[Collection entries]
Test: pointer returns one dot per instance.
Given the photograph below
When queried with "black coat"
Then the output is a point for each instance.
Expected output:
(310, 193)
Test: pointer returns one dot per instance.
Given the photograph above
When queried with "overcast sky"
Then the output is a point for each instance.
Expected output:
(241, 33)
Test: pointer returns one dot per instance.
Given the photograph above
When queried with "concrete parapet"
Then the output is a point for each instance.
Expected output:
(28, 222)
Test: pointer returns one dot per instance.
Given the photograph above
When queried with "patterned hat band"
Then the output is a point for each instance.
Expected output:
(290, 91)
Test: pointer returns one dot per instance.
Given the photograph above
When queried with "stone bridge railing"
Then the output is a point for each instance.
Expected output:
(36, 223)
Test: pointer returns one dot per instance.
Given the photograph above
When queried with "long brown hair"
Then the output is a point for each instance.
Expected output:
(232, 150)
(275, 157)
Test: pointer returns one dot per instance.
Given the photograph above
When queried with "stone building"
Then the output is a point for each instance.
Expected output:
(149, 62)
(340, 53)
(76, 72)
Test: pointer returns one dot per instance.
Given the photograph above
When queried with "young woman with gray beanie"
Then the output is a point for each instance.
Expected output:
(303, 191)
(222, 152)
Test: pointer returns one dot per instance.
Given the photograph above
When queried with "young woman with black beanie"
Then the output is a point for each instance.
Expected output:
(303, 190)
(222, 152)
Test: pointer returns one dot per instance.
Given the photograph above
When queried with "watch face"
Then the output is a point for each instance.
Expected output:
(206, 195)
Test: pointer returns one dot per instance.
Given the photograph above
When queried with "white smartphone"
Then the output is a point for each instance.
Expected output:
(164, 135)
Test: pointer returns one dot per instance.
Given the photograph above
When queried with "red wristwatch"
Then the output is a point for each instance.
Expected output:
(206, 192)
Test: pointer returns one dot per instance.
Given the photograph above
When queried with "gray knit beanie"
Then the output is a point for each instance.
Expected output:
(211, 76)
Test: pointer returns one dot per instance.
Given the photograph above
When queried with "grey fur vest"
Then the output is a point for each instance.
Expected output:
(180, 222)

* _Problem_:
State how many lines in the data above contain the string "young", treating uppercase and lowercase as different. Give only the number.

* _Solved problem_:
2